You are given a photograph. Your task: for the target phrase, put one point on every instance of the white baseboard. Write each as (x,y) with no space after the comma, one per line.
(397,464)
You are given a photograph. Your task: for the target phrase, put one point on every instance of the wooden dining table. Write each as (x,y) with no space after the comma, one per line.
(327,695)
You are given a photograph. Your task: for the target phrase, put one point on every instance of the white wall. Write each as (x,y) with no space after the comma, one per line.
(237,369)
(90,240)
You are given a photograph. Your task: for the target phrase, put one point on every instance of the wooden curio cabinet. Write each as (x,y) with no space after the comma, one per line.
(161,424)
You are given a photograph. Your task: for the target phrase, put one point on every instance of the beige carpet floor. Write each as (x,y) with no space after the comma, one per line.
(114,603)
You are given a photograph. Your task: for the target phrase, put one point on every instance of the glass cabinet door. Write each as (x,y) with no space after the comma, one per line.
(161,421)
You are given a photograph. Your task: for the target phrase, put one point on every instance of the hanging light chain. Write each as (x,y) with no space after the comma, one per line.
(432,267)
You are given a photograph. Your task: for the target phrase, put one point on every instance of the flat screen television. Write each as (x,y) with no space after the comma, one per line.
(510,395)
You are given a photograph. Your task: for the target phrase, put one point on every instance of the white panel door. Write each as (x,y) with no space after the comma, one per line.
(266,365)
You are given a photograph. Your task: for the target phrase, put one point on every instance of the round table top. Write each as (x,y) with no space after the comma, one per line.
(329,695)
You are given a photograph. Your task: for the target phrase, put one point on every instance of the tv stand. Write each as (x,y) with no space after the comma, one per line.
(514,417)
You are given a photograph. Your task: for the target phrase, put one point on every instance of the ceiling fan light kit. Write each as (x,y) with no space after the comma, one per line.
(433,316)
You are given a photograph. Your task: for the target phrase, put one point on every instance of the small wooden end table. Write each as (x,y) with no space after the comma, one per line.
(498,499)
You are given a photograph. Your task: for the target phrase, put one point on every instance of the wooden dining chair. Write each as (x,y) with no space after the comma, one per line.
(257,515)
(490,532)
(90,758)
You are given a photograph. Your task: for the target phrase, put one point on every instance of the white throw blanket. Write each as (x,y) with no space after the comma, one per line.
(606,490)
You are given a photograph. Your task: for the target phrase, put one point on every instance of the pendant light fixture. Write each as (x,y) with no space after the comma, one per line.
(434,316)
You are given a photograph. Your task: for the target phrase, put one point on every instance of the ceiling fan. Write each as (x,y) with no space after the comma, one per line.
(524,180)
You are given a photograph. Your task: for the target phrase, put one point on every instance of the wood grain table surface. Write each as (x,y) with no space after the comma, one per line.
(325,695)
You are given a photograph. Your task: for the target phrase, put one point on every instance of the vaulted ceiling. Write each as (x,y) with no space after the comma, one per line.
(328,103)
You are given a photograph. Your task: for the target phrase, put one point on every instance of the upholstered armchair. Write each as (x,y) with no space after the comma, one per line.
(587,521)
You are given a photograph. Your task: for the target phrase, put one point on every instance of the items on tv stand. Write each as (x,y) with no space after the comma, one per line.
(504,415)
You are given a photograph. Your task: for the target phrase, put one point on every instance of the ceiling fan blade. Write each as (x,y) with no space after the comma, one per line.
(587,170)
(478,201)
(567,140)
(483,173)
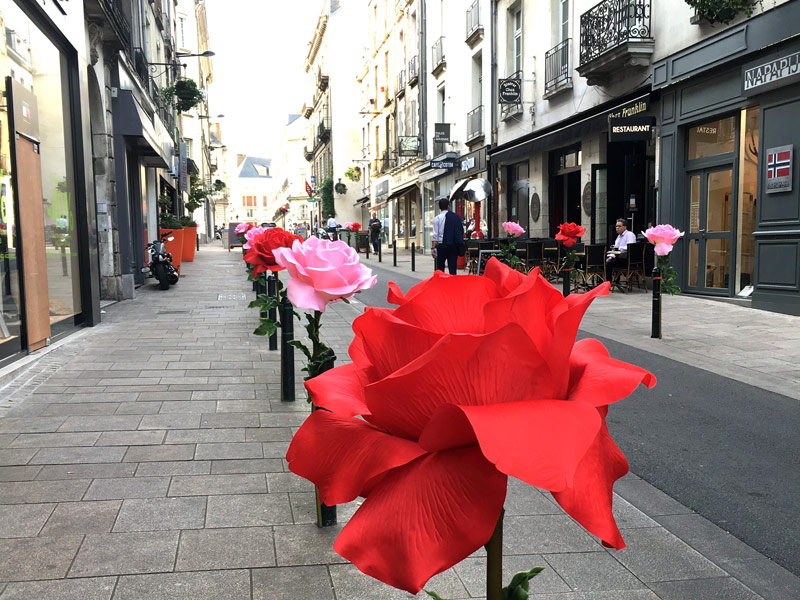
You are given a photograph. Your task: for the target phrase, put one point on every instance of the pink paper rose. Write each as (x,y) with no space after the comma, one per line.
(322,272)
(513,229)
(250,234)
(663,236)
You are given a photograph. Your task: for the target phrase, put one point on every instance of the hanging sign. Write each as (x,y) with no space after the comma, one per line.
(779,169)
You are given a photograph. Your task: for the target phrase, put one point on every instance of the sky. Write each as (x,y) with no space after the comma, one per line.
(259,80)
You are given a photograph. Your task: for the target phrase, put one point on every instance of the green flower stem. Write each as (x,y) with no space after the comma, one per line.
(494,562)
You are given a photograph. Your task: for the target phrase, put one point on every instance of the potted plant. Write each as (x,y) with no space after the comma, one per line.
(720,11)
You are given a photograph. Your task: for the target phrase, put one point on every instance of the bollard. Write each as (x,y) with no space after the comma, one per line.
(272,290)
(656,327)
(326,515)
(287,351)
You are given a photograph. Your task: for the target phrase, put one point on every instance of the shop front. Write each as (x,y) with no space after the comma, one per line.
(729,166)
(48,283)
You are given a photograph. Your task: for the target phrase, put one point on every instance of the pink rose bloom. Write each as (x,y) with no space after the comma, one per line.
(322,272)
(250,234)
(663,236)
(513,229)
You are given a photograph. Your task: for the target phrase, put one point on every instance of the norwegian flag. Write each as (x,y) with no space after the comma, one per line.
(779,164)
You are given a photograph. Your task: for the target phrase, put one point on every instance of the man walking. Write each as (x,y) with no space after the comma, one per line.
(448,235)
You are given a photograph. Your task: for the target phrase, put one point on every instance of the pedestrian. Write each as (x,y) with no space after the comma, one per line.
(448,236)
(332,225)
(375,232)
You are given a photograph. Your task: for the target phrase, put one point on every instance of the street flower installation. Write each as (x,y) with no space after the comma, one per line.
(431,448)
(664,237)
(508,248)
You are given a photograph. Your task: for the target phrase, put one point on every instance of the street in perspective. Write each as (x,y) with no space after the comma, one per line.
(391,299)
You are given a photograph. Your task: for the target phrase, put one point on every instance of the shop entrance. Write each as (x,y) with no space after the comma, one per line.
(709,234)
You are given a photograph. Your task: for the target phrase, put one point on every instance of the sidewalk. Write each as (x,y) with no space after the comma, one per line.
(143,460)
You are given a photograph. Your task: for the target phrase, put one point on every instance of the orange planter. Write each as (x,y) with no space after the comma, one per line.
(175,247)
(189,243)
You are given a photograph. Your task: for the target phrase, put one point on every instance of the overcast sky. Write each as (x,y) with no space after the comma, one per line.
(260,48)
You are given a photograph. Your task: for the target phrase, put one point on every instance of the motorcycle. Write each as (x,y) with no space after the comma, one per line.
(160,265)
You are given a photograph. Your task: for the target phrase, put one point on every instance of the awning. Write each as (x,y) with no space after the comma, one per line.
(403,189)
(130,120)
(561,134)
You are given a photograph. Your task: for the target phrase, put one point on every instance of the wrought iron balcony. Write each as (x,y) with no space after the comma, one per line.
(413,70)
(557,71)
(474,24)
(438,61)
(614,34)
(475,123)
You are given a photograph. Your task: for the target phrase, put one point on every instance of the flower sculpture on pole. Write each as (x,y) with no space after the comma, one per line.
(664,237)
(568,235)
(508,250)
(431,448)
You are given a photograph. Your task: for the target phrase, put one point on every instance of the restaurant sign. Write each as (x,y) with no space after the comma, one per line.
(779,169)
(630,129)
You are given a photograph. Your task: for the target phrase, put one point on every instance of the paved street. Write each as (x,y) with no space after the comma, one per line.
(143,459)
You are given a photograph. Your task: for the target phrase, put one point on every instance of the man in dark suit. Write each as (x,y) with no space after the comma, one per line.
(452,238)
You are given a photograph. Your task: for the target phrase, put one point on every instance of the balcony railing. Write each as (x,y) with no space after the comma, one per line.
(437,56)
(557,70)
(612,23)
(413,70)
(475,123)
(474,25)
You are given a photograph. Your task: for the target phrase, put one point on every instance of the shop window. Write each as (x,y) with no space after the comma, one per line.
(712,138)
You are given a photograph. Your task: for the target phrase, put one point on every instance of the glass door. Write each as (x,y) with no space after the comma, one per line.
(709,235)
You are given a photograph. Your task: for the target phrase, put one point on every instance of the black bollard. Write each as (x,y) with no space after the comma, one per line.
(287,351)
(656,328)
(326,515)
(273,313)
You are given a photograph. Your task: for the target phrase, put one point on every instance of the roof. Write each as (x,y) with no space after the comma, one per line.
(257,168)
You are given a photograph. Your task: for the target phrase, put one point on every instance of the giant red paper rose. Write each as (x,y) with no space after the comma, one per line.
(470,380)
(262,245)
(568,233)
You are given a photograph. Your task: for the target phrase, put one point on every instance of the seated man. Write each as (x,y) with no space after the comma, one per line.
(619,254)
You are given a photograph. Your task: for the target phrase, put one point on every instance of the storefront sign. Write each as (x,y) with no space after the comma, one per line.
(510,91)
(771,74)
(441,133)
(779,169)
(630,129)
(442,164)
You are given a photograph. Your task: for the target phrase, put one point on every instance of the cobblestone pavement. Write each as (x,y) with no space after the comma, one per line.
(143,459)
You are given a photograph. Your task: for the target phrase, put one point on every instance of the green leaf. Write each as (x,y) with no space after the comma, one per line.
(520,584)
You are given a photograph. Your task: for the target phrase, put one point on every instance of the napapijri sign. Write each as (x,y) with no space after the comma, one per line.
(770,74)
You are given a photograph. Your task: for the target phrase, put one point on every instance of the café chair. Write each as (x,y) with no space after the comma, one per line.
(632,269)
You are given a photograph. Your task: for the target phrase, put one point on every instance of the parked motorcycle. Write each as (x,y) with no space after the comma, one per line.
(160,265)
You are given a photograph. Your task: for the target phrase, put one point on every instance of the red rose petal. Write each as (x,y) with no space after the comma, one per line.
(424,517)
(343,455)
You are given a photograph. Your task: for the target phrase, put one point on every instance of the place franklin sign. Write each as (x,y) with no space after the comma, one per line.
(771,74)
(630,129)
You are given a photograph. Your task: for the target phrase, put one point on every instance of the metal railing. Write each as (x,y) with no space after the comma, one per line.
(474,18)
(556,66)
(611,23)
(413,69)
(475,123)
(437,53)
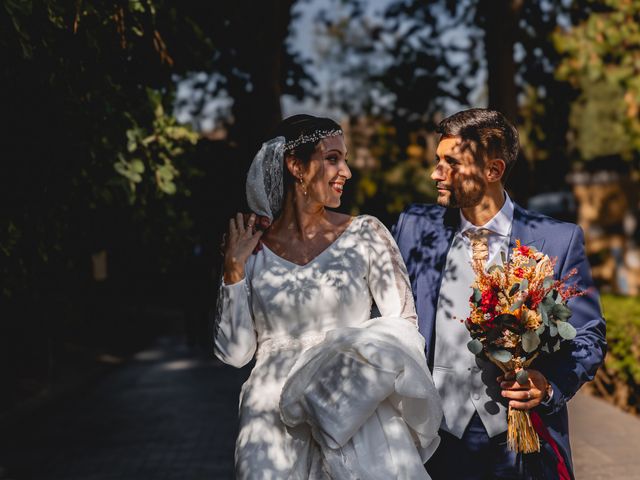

★ ★ ★

Write out again, exactly, each line from the one with "the green leaf." to the end of the entries. No pictures go in.

* **EXERCISE RESPONSE**
You are given a photograph. Your task: for the target phrase, put one point on every instance of the green leaf. Write each as (x,y) with no space after the comma, one per line.
(520,584)
You are given a photograph. Your task: for the target phrase, put one point on every instance of the napapijri sign. Write each as (x,y) with no space after the comma, one per line.
(770,74)
You are given a photograph. Your task: for the target phrase, put one point on every instance of the café chair. Write each as (x,y) with no space after the comma, one per line.
(632,269)
You are given a photograph. Your task: for the target phrase, put one point on every instance of the parked motorcycle. Write each as (x,y) with no space after the comma, one per line.
(160,265)
You are given a photograph. Your task: for the target phrase, put one point on every instance of the red rose petal. Write each as (x,y) with no space after the comma, one per line.
(424,517)
(343,455)
You are given a photograph. Your task: for the target phrase, put one point on every instance of the place franklin sign. Write each as (x,y) with no space after the comma, one per line.
(771,74)
(630,129)
You are given a photograph. Your task: for the target phrase, put one point on every instance of the metal railing. Write each as (x,y) with no space after the comma, one per line.
(474,18)
(556,66)
(611,23)
(413,69)
(475,123)
(437,53)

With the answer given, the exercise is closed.